* Extrait fourni:
——————

Le pouls du pays bat au rythme de son école. Quelque 12 millions d’enfants et d’adolescents reprennent le chemin des classes et la France entière fait sa rentrée, mercredi 2 septembre.

Pour Luc Chatel, c’est le baptême du feu dans ses nouvelles fonctions de ministre de l’éducation. Mais le temps de l’éducation n’est pas le court terme. Une réforme engagée se met en place année après année et ne s’achève qu’une génération d’élèves plus tard.

Avec ses 825 000 enseignants du public et du privé, la machine éducation nationale est aussi lourde à démarrer qu’à freiner. Ce sont donc d’abord les mesures voulues par Xavier Darcos lorsqu’il était encore Rue de Grenelle que Luc Chatel va devoir gérer.

Dans l’immédiat, c’est une baisse de 13 500 postes qui donne le "la" de la rentrée. Alors que 16 000 autres suppressions sont déjà programmées pour septembre 2010. Cumulés depuis la rentrée 2006, ces non-remplacements de départs en retraite se traduisent par près de 50 000 suppressions, soit environ 6 % des effectifs.

Le taux d’encadrement ne change pas, assure pourtant M.Chatel, rappelant que l’essentiel des suppressions porte sur des postes qui n’étaient pas ou pas toujours "devant élèves" : remplaçants, enseignants détachés dans des organismes extérieurs…

Mais cela n’empêche pas les enseignants de trouver que l’on charge leur barque. L’idée de l’UMP selon laquelle il faut réduire les moyens de l’école pour l’obliger à se réformer ne trouve pas d’écho parmi eux.

——————

* Entrées du corpus:
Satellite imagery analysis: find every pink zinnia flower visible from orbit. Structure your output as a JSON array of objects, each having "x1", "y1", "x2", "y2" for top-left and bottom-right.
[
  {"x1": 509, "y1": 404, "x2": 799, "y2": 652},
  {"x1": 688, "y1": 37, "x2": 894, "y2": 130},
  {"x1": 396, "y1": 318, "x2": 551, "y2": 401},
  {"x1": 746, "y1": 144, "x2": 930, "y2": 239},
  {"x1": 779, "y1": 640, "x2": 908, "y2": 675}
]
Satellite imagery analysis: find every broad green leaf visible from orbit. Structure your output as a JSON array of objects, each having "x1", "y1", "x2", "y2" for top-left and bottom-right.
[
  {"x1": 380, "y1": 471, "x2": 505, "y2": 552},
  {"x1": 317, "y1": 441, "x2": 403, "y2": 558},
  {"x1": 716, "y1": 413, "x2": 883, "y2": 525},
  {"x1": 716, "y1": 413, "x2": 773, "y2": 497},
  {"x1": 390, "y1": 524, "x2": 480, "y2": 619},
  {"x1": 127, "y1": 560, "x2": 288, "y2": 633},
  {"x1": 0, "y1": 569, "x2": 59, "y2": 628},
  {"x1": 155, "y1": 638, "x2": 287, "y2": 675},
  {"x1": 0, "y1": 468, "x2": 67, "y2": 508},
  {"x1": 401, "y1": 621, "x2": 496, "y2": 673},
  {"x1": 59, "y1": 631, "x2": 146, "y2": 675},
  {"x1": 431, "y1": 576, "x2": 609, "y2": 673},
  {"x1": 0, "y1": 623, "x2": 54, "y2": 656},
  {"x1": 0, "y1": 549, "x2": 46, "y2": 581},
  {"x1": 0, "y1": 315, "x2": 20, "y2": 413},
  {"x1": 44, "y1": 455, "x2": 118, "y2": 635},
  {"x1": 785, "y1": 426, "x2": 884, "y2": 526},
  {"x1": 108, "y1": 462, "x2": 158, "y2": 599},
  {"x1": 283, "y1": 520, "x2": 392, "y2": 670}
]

——————

* Vos tâches:
#1 D'après le texte sur la rentrée scolaire, combien d'enseignants du public et du privé compte l'éducation nationale ?
#2 Rédigez la suite du texte sur la rentrée scolaire en partant de sa dernière phrase.

* Réponses dans l'ordre:
#1 825 000 enseignants.

#2
Ce n’est pas, loin s’en faut, le seul sujet qui fâche. Les professeurs des écoles, en majorité hostiles aux réformes Darcos et déstabilisés par la désignation du primaire comme principale source des défaillances du système, couvent leur ressentiment. Au grand dam des syndicats, conscients des obligations liées au statut de fonctionnaire d’Etat, environ 2 800 "désobéisseurs" se vantent de ne pas appliquer ces réformes. Le ministre s’en indigne, mais oublie un peu vite qu’il y a quelques années son propre camp politique portait aux nues des "résistants" à la loi d’orientation Jospin de 1989.

Parmi les motivations de ces radicaux se trouve leur conviction – devenue banale en milieu enseignant –, que le gouvernement veut "casser" le service public d’éducation, en commençant par la maternelle.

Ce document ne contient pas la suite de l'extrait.